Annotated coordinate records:
:::

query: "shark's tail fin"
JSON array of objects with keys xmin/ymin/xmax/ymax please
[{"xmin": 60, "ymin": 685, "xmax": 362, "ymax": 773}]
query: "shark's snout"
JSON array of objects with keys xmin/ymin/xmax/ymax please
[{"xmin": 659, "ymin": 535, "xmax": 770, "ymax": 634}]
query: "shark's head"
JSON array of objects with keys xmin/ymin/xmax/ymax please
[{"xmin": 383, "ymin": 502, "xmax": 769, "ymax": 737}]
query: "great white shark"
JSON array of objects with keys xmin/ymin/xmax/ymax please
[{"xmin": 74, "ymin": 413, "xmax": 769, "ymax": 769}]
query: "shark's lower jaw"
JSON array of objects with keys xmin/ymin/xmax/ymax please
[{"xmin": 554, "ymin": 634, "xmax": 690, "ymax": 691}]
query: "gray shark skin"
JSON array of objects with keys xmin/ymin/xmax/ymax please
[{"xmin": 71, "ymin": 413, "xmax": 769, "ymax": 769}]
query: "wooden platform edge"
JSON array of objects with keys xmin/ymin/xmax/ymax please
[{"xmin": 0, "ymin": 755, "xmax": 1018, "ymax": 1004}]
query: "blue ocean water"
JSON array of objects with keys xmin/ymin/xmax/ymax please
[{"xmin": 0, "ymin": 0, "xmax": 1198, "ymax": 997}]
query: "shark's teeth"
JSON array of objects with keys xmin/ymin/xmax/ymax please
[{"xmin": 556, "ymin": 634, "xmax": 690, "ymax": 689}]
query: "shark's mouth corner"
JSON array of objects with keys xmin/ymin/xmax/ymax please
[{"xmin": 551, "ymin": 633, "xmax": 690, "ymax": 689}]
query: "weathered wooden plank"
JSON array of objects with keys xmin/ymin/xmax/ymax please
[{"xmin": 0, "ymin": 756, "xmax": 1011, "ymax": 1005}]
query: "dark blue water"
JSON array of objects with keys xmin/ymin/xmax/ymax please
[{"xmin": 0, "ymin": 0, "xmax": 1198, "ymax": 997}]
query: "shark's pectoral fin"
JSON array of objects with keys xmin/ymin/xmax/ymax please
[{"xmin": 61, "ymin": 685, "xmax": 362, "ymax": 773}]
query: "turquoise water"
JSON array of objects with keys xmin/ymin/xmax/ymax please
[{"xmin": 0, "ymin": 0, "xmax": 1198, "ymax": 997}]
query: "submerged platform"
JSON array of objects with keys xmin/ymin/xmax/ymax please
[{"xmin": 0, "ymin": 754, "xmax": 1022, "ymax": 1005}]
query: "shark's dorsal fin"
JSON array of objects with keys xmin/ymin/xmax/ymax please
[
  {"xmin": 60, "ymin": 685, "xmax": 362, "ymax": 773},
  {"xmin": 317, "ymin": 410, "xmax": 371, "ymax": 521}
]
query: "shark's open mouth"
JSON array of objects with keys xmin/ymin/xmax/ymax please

:::

SET PROBLEM:
Return each line from the entries above that contains the word "platform".

REPLY TO THE TASK:
query: "wooden platform edge"
query: "submerged platform"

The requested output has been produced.